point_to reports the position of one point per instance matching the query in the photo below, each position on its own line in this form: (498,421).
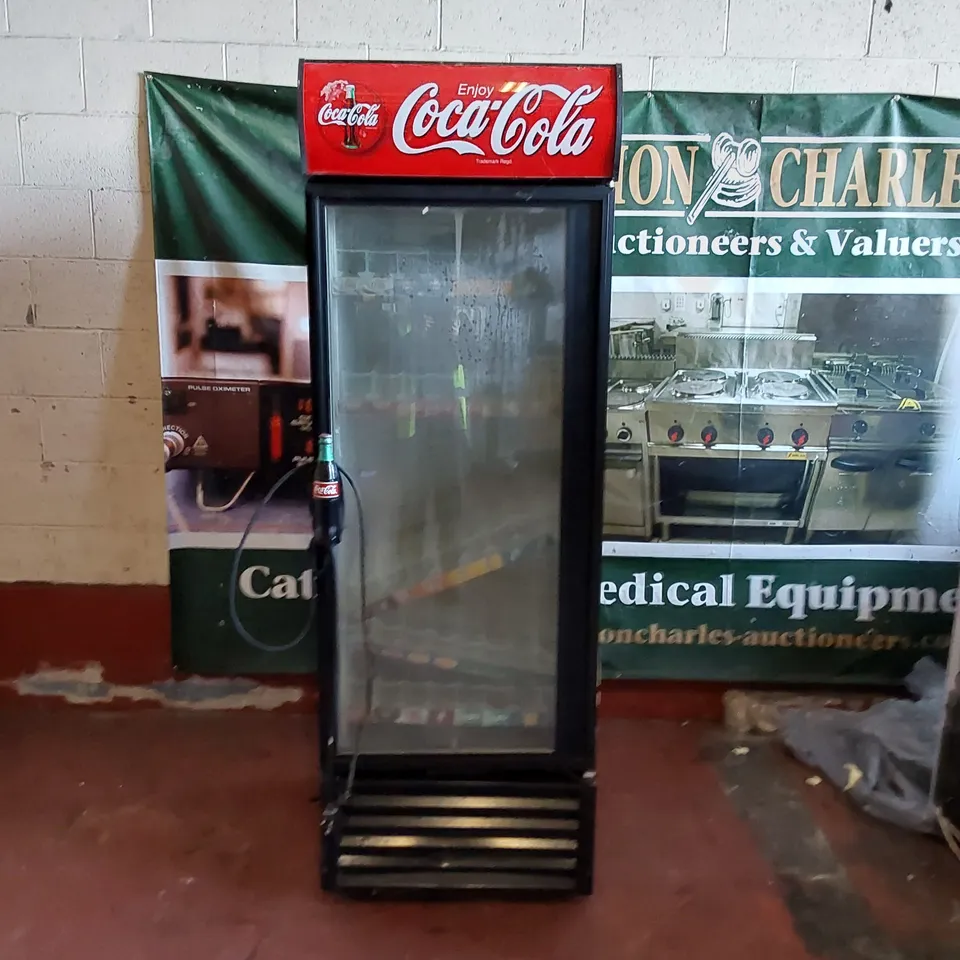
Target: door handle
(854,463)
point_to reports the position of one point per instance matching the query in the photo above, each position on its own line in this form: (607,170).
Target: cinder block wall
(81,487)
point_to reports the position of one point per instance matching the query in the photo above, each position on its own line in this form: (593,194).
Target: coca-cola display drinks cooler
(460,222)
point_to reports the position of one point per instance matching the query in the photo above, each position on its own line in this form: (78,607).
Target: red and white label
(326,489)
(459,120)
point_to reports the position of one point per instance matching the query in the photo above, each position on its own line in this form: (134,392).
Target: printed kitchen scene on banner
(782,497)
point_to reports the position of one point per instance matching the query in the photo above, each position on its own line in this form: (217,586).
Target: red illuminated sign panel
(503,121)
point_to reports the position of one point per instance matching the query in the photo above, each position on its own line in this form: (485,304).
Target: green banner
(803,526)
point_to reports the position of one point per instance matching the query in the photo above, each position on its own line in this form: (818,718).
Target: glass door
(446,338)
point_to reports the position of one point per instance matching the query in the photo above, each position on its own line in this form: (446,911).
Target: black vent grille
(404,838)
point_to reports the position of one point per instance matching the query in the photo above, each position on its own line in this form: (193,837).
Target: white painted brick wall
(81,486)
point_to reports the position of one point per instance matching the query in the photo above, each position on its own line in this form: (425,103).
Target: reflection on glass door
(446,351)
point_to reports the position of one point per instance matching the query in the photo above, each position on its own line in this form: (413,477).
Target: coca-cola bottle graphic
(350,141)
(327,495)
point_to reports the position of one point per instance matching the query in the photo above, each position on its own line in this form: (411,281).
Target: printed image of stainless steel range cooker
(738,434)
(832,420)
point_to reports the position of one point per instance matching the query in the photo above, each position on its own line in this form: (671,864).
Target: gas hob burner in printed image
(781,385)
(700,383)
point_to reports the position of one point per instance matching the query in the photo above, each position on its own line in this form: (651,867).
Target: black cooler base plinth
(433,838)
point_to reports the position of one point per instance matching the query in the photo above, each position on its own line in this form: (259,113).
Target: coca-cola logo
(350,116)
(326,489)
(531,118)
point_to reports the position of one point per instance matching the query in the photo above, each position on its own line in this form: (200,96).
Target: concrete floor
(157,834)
* * * *
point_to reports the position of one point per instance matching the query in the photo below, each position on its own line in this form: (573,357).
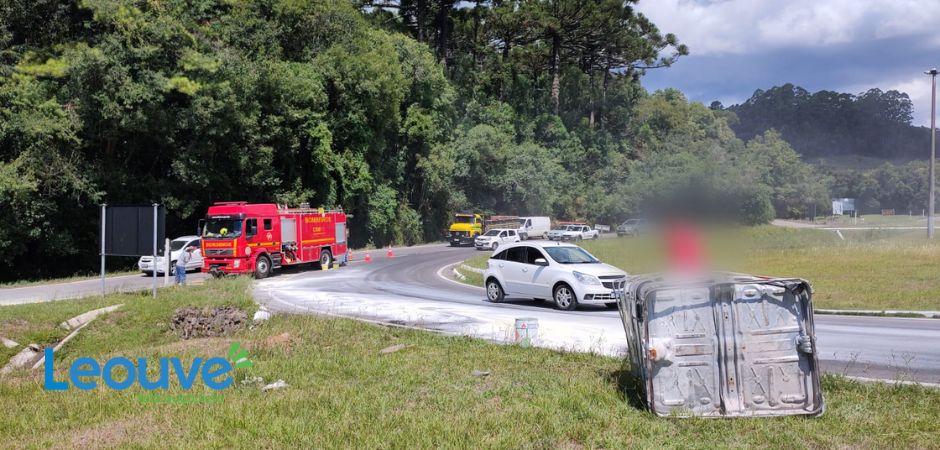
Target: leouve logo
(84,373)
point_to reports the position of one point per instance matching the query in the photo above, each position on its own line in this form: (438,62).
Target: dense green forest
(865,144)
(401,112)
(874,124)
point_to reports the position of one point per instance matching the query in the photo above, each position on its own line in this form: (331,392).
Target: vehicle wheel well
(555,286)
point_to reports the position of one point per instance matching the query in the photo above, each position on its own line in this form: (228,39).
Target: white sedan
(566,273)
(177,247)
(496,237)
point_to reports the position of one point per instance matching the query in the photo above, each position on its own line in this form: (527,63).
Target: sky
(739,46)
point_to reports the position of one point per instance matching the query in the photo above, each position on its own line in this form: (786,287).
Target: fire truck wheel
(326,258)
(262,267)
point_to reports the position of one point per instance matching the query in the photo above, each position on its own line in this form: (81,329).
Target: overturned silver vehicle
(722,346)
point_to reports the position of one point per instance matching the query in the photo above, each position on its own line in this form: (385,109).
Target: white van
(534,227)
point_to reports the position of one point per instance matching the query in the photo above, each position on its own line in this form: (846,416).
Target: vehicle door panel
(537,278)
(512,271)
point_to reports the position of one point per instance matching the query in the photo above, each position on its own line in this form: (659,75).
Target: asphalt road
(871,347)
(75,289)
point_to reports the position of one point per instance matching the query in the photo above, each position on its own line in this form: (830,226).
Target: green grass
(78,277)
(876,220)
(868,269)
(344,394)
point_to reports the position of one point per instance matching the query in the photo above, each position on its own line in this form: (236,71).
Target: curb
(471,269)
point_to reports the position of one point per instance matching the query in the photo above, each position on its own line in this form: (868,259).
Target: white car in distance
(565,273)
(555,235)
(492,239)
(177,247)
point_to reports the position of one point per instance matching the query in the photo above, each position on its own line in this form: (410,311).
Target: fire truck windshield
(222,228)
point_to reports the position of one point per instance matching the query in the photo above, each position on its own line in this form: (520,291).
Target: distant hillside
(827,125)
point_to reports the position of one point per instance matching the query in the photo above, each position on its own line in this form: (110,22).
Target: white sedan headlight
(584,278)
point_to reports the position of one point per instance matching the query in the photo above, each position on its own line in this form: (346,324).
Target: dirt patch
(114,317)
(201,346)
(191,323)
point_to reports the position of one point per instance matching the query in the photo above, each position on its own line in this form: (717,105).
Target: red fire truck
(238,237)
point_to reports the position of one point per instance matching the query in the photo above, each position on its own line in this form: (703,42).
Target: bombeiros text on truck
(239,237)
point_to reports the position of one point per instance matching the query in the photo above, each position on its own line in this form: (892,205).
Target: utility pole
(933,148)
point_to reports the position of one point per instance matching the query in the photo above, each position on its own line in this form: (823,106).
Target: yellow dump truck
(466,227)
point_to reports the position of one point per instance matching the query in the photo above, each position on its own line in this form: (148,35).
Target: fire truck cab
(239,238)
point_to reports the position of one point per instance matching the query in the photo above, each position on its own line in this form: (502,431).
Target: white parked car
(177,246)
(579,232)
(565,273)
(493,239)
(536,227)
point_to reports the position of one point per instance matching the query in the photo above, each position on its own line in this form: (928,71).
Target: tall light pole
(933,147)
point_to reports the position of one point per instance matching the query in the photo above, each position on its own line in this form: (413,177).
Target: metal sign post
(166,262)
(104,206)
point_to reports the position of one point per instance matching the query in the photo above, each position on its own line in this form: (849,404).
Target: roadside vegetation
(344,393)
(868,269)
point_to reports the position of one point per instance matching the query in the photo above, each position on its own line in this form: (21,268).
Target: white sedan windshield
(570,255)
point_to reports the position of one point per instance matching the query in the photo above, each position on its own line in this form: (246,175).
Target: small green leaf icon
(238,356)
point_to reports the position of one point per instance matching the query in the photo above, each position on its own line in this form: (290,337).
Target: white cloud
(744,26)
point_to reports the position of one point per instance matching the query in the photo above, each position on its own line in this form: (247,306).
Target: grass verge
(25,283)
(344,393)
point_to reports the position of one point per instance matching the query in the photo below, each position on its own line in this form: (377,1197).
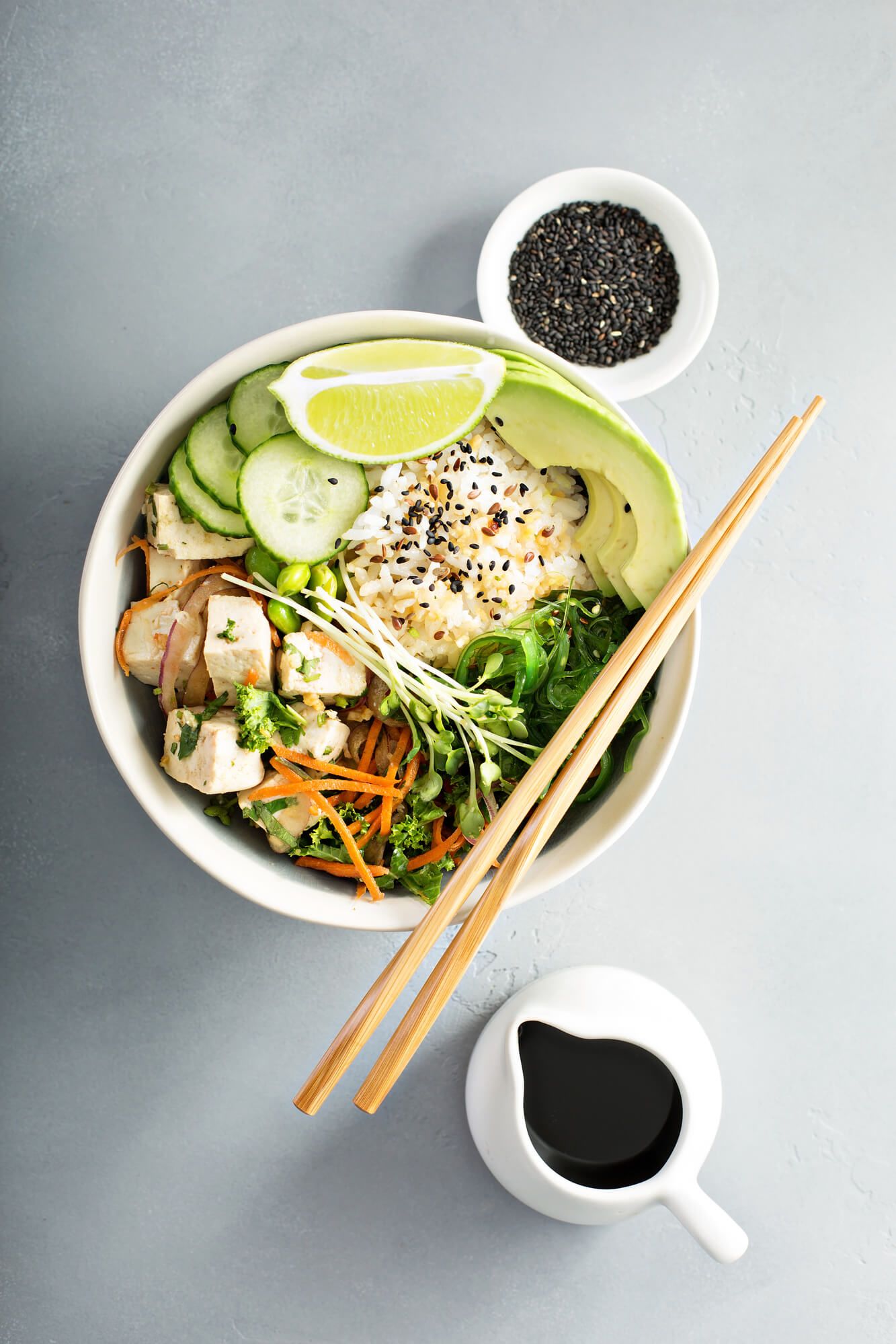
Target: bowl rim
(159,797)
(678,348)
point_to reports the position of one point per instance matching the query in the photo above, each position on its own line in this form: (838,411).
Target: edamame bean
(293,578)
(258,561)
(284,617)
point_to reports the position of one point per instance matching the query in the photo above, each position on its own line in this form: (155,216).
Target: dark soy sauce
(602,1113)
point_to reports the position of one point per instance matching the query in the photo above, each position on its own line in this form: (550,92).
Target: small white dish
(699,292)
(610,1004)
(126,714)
* * * *
SET EXERCISE
Pull out every line of the rows above that contains the word "windshield", matching case exactly.

SOLUTION TO THIS PROBLEM
Target: fire truck windshield
Target: white sedan windshield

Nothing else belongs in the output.